Find every line in the records below that contains "helmet", and copy it.

= Beginning of Section =

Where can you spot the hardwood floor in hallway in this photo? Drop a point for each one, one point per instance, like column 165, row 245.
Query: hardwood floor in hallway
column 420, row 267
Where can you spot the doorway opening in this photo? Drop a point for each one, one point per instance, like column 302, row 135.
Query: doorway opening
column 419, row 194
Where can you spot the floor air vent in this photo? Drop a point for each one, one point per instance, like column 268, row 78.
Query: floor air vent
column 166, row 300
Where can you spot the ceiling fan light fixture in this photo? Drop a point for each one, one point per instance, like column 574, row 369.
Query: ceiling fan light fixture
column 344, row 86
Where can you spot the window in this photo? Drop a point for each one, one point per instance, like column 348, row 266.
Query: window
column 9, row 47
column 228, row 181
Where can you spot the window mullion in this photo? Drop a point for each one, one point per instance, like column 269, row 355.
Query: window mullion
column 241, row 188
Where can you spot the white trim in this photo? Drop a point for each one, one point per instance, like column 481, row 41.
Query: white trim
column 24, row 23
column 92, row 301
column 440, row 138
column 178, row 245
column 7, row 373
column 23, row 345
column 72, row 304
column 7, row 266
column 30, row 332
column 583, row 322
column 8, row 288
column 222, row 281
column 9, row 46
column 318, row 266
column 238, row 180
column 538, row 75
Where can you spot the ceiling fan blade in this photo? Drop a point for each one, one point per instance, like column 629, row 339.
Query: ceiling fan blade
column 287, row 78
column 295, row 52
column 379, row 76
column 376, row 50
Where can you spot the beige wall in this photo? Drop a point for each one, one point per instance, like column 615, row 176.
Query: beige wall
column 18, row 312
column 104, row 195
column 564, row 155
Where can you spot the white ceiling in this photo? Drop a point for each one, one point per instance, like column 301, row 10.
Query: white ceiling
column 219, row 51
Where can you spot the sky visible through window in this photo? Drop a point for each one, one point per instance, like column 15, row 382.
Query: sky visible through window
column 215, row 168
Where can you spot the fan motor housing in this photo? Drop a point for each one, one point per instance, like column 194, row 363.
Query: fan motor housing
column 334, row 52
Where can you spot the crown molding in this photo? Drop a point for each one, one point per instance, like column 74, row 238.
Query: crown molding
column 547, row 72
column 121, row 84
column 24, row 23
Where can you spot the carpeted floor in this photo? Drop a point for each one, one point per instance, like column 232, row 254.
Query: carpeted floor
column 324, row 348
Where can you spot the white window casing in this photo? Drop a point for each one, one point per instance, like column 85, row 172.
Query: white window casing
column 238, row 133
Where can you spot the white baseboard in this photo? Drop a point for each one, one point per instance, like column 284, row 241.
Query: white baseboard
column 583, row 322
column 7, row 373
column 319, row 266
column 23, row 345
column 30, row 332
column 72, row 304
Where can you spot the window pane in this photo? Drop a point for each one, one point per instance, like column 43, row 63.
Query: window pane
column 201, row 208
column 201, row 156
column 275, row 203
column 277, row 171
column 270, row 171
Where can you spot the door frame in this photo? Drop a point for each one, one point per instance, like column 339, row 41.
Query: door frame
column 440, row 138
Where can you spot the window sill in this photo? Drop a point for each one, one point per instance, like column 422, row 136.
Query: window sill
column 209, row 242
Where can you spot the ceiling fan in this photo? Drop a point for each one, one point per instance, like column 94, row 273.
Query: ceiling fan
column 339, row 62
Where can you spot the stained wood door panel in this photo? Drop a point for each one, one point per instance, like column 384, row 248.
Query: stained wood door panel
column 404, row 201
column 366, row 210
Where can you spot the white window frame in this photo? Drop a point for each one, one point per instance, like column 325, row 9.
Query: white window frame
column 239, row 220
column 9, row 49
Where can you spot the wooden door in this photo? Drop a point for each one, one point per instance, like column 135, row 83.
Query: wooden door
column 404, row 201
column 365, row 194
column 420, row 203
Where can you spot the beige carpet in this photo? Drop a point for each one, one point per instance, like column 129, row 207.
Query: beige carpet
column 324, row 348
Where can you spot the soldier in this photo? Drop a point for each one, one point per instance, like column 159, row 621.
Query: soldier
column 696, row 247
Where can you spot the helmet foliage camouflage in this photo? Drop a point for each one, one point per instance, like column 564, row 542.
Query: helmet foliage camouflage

= End of Section =

Exercise result:
Where can you spot the helmet foliage camouflage in this photo? Drop a point for each one, one point per instance, like column 564, row 542.
Query: helmet foliage camouflage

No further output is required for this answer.